Goal of the exercise »
Set down each of the records below exactly as it reads. No pictures go into the copy.

Referring expression data »
-- Opening Marker --

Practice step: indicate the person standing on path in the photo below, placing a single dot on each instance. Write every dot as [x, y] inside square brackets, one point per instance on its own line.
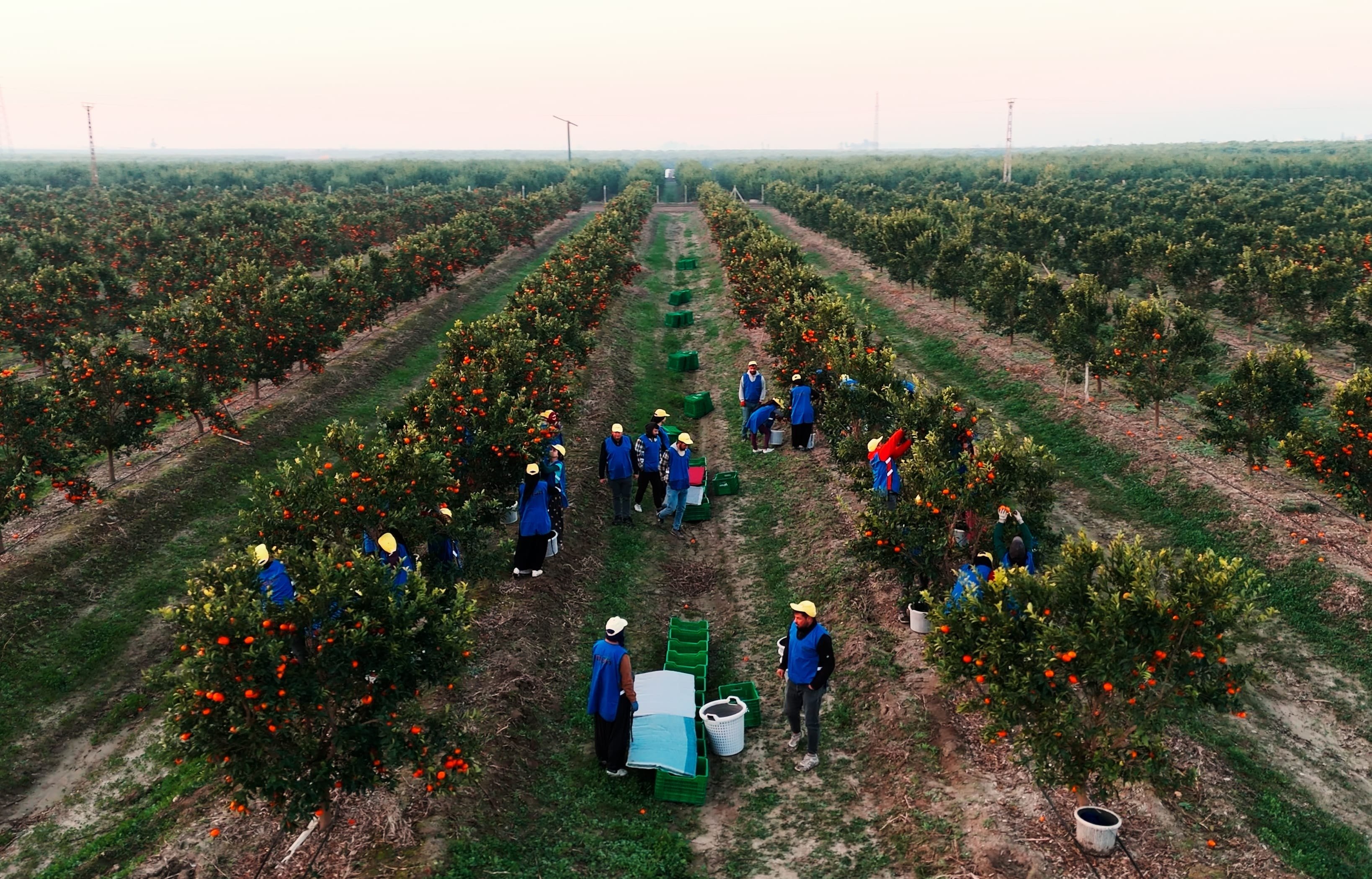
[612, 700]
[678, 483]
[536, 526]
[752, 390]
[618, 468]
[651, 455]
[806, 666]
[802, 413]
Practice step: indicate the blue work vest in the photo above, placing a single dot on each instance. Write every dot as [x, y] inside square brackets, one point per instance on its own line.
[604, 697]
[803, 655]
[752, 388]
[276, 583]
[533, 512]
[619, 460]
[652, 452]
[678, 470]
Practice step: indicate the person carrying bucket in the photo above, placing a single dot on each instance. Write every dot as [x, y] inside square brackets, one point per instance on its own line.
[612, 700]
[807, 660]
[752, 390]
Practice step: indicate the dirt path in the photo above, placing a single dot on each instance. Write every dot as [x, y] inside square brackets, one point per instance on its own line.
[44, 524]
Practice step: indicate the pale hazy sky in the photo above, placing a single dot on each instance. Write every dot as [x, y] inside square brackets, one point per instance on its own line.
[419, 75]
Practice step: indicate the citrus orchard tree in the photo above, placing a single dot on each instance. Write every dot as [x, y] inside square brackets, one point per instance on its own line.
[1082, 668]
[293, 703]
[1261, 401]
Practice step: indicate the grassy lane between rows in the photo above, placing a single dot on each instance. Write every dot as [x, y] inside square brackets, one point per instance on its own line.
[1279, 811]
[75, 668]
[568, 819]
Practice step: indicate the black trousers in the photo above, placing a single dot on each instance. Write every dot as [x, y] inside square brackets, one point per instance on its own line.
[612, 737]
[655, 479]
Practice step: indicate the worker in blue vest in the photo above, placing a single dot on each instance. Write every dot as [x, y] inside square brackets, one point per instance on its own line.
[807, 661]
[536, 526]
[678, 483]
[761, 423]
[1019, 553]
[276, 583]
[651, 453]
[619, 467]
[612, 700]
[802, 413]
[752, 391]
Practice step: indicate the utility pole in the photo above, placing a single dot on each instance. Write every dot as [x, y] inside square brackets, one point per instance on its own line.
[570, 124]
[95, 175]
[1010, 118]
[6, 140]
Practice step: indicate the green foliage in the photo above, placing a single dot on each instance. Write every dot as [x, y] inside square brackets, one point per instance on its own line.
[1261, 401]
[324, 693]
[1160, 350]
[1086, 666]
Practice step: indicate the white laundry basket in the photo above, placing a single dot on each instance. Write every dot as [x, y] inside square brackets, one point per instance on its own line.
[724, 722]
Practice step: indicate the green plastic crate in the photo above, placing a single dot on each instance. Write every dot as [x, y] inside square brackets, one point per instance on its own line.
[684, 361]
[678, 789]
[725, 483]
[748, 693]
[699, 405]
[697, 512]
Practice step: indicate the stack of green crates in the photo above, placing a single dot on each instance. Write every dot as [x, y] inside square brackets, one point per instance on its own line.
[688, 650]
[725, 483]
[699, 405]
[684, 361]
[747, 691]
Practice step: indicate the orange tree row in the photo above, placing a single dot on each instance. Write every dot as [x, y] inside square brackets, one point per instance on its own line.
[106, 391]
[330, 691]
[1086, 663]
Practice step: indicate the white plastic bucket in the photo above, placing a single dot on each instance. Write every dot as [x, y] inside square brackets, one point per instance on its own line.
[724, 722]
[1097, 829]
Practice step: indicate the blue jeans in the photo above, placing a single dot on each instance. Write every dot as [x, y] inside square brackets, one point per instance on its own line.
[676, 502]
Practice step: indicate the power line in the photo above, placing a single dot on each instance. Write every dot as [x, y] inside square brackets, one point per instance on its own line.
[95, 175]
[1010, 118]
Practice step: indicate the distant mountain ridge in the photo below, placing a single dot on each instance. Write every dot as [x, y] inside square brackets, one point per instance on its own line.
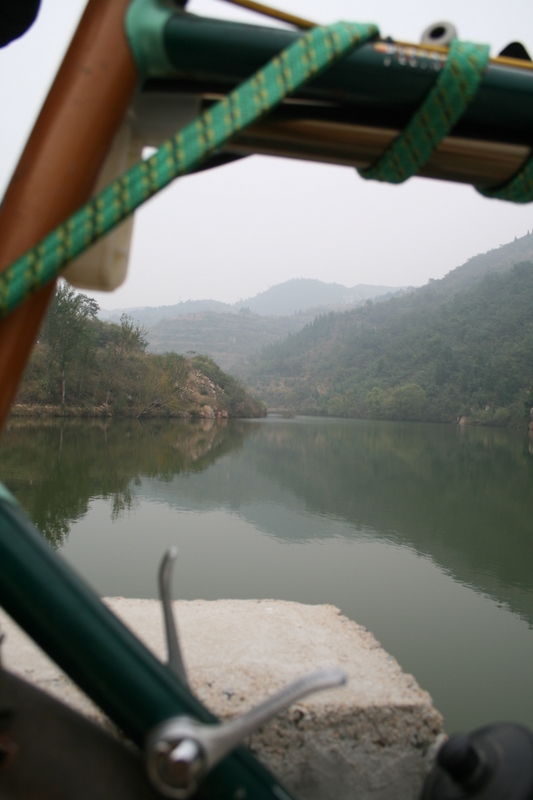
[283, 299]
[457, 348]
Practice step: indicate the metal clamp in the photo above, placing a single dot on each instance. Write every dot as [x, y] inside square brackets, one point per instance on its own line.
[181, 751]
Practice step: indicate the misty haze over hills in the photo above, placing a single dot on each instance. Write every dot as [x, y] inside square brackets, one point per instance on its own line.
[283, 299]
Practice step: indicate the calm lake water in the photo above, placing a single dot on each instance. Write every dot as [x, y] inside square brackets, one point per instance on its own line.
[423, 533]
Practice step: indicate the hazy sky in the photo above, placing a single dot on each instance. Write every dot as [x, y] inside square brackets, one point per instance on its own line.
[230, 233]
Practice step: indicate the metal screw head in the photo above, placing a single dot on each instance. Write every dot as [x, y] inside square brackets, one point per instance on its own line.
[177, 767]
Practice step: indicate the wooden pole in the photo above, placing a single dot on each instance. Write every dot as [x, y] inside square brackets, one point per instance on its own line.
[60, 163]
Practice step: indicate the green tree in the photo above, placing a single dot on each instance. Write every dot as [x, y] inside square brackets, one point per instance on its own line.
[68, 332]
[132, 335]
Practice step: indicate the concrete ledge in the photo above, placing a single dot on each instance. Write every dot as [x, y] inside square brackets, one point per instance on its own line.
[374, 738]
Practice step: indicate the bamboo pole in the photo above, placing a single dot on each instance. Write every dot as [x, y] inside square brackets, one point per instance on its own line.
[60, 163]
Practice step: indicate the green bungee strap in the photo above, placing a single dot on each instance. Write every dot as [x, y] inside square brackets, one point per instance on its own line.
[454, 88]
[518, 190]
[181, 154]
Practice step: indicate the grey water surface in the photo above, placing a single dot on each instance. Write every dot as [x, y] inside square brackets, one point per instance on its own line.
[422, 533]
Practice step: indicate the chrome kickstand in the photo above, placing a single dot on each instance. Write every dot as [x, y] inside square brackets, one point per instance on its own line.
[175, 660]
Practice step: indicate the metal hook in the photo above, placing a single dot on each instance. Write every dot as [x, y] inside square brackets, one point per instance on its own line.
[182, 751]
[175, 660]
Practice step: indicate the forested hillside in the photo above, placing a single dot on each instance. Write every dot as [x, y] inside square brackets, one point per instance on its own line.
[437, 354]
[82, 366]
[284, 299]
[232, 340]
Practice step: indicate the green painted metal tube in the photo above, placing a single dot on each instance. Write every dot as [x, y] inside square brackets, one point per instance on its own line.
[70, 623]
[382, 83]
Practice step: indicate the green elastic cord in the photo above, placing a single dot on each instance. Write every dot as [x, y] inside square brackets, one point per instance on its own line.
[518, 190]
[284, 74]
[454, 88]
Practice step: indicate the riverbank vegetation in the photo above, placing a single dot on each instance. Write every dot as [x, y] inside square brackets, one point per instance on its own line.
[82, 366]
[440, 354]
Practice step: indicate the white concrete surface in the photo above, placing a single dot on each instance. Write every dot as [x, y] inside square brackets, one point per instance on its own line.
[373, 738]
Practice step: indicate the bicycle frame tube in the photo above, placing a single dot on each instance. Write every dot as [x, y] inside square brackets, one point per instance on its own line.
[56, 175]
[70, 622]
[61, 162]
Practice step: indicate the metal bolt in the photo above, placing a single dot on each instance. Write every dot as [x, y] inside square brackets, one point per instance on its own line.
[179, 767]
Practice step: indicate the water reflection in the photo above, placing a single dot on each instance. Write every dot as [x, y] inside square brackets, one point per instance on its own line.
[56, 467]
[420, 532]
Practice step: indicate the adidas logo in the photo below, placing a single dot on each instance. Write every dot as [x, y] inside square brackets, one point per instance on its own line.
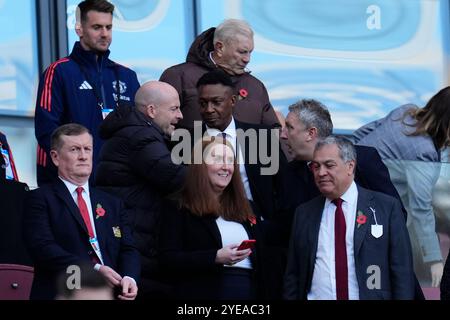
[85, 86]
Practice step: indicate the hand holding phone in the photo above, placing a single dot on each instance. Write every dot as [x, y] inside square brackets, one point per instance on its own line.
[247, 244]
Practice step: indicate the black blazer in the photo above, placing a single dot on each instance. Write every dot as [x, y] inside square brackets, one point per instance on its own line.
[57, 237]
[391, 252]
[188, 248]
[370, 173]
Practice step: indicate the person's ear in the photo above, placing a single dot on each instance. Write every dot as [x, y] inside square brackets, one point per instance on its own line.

-- Closing Marker --

Written answer »
Practice step: indicate the person standing on path in the photo below, placing a single dot on each instance. Write every dot as [x, y] inside square brackets, one point per instance on its own line.
[612, 700]
[678, 483]
[536, 526]
[752, 390]
[618, 468]
[651, 455]
[806, 666]
[802, 413]
Practice step: indicate the blue work vest in the photo above, placing a single dot on each instance. Write every dot as [x, y] inside square brackets, one point per instance on its own line.
[604, 697]
[803, 655]
[752, 388]
[276, 583]
[533, 512]
[619, 460]
[652, 452]
[678, 470]
Practice step: indicate the person carrying bucket in the photo above, placing a single dot on each instance. Write every dot as [x, y] inside square brackets, one point per instance on its own line.
[612, 700]
[807, 660]
[752, 390]
Practice step: indicate the dirt path in the photo above, placing a single dot on each instance. Write every dot as [x, y] inside square brackets, one point per instance on its own line.
[44, 524]
Practice step: indicate the pale hazy sky in the photo above, placing a single dot on each instance. Write every dot as [x, y] inside square brackets, one point per instance on its own line.
[419, 75]
Practice step: indicate the citrus orchard tree in the photo above, placing a single dot on each instance. Write every dot as [x, y] inside square brackets, one point per instance on its own line.
[1082, 668]
[293, 703]
[1261, 401]
Practice step: indicate the grassy lane between rows in the photo above, placing a single dot on each instance. Write every dot as [x, y] inside square brackets, one point per instance on its own line.
[1279, 811]
[75, 668]
[568, 819]
Practice step: indicate the black trousers in the photo above, placing a single dot on each instance. Write every dot as [x, y] inside square brackets, one point per instance on its own line.
[612, 737]
[655, 479]
Practice step: indicate the worker in blue vest in the photo above, placing a single dot on each instance. Write every dot as [x, y] inside square brackets, one point per instance on its own line.
[807, 661]
[536, 526]
[678, 483]
[761, 423]
[1019, 553]
[276, 583]
[651, 453]
[619, 467]
[612, 700]
[802, 413]
[752, 391]
Practice step: indicate the utility pole in the photo above, placing a single dot on each instance. Write every dot as [x, y] inside square brackets, one point per instance on its own line.
[570, 124]
[95, 175]
[1010, 118]
[6, 140]
Practice step: indicate the green foliage in the photo above, placing a single dot on each instance. Write every dot as [x, y] inside square brackets, one point per instance on its own line.
[1261, 401]
[324, 693]
[1160, 350]
[1086, 666]
Practice step: indicate the white laundry basket in the photo above, placing a single dot on each instance. Write every dot as [x, y] inside square brackets, one point per instance on its own line.
[724, 722]
Practice step: indicate the green plastic crate in the photo above, placing a single dot on each instance. Write every dot as [x, y] inside square brackets, one point per instance on its own line.
[684, 361]
[678, 789]
[725, 483]
[748, 693]
[699, 405]
[697, 512]
Practice step: indicate the stack of green crates in the photo above, placing a single dot on each instance. Write every dot as [x, y] inside square brackets, one point per instance on its own line.
[688, 650]
[725, 483]
[699, 405]
[684, 361]
[747, 691]
Practice step: indicate the orange tree row in the photo above, placing a single dot on each instance. Write every dot as [x, y] inside square brackets, one point per instance on its own line.
[106, 391]
[330, 691]
[1086, 663]
Practice step: indicate the white plastic bucket in the photo above, placing a single dot on each instance. Write every dot as [x, y] inside square brackets, one point per instance on its own line.
[724, 722]
[1097, 829]
Practice step: indicate the blue jeans in the photo above, placing a single dot on each instance. Write every dot as [x, y] inside square brackets, one point per instance on its own line.
[676, 502]
Practice step: indicate the power line in the photo above, placing a single dot on each instance. Write every dot as [x, y] inside square brackets, one point per instance on its own line.
[95, 175]
[1010, 118]
Practice step: indicate the distant mountain ridge in the photo below, placing a single dot on each instance. Write every dot as [x, y] inside square brackets, one point per instance on its own line.
[283, 299]
[457, 348]
Practice step: indicate the metal clamp in the photo above, placing a single dot on each instance. Write every dot as [x, y] inside square brackets, one point per instance on its own line.
[181, 751]
Practice step: indicate the misty haze over hills in the photo above, placing a single dot on each instance. Write every dot as [x, y] inside square brackets, one point per instance on its own line.
[283, 299]
Practice step: indicate the calm lake water in the photo above, placing a single dot on each instance. Write every dot as [x, y] inside square brackets, one point per instance on its own line.
[423, 533]
Practice step: indicate the hazy sky in the photo above, placing a single dot on each instance. Write every dot as [x, y] inside square brackets, one point per instance on its own line.
[230, 233]
Practice step: indicate the metal screw head in the photo above, placing a single dot on each instance. Write every dot as [x, y] inside square brackets, one point per instance on its own line.
[177, 767]
Practice step: indicate the wooden pole in the photo above, placing a single dot on each instance. Write every dot as [x, y] inside square brackets, one point per instance on its own line.
[60, 163]
Practice step: indicate the green tree in the photo above, placing a single dot on each instance. Write every dot as [x, y] inside square brackets, one point per instance on its own line.
[68, 332]
[132, 335]
Practice step: indicate the concrete ledge in the photo above, placing a single dot on each instance. Write every dot as [x, y] inside square brackets, one point per instance on its own line.
[374, 738]
Practice step: indicate the bamboo pole in the photo above, placing a single dot on each instance. Write every dot as [x, y] inside square brackets, one point per instance on its own line.
[60, 163]
Practice step: indicate the green bungee strap in the photo above, placing a single dot on each instance. Write every dot as [x, y] inside square brackets, one point per instance on its own line.
[454, 88]
[518, 190]
[181, 154]
Practice step: indicate the grey water surface in the photo above, placing a single dot on each instance. Write every dot as [x, y] inside square brackets, one point per instance on its own line.
[422, 533]
Practice step: indicate the chrome kickstand in the photo above, placing a single dot on each instance. Write every dot as [x, y] inside square brackets, one point per instance on its own line.
[175, 660]
Practice step: indicate the metal hook in the photo above, placing a single dot on each instance. Write every dot as [x, y] inside square brackets, one point per instance on its own line.
[182, 751]
[175, 660]
Practice step: indicate the forested hillside in the photo above, placing a single dot on each instance. Write every dot as [x, y] inside square brackets, one point per instance on its own line.
[437, 354]
[82, 366]
[284, 299]
[232, 340]
Practice step: indicate the green painted metal tube in the photo above, placing a single dot on each instance. Write every dot as [x, y] inside square brackets, one point per instance on its own line.
[70, 623]
[382, 83]
Practice step: indicate the green elastic cord in the photo above, placing a single dot on each instance. Write every dot as [x, y] inside square brackets, one point per instance on its own line.
[518, 190]
[284, 74]
[454, 88]
Practice step: indicate the riverbank vegetation in the photo above, placing a single dot on each instance. Write every dot as [x, y] inside square brackets, one point per instance on its own line.
[82, 366]
[440, 354]
Practice step: indicate the white concrete surface in the photo above, placing a single dot on each instance. Write every dot as [x, y] inside square brackets, one point per instance on its own line.
[373, 738]
Practice step: indicate the bicycle frame tube in the photo above, placing a single dot on each instance. Write every dot as [x, y] inside square brackets, one point per instance on its own line.
[56, 175]
[70, 622]
[61, 162]
Practice step: indicate the metal bolt in the photo above, placing a single dot on each instance. Write every dot as [x, y] inside square brackets, one point per instance on its own line.
[179, 767]
Practice step: indicate the water reflection in the photo above, placing a single dot on each instance. Write every dot as [x, y] inside square brackets, one point per instance on its own line.
[56, 467]
[420, 532]
Practice step: indicate the adidas logo in the photo below, placing a single dot on each instance. Write every dot as [x, y] inside square brackets, one point per instance on its own line.
[85, 86]
Practice step: indicate the hand holding phone in the photo above, placing a single dot on each instance. Write every dot as [x, y] inside square brackets, one point per instance on its own line.
[247, 244]
Practice step: indicate the black blazer in the photo above, placing a single dot on each instance. Write every dot as [x, y] inside square brackets, one point per instance on its own line.
[57, 237]
[391, 252]
[188, 248]
[370, 173]
Practice step: indicate the person's ear in the photo above, placing a single dot on each instance. Write every dot as [x, y] inside square brackets, one point per instance on its own line.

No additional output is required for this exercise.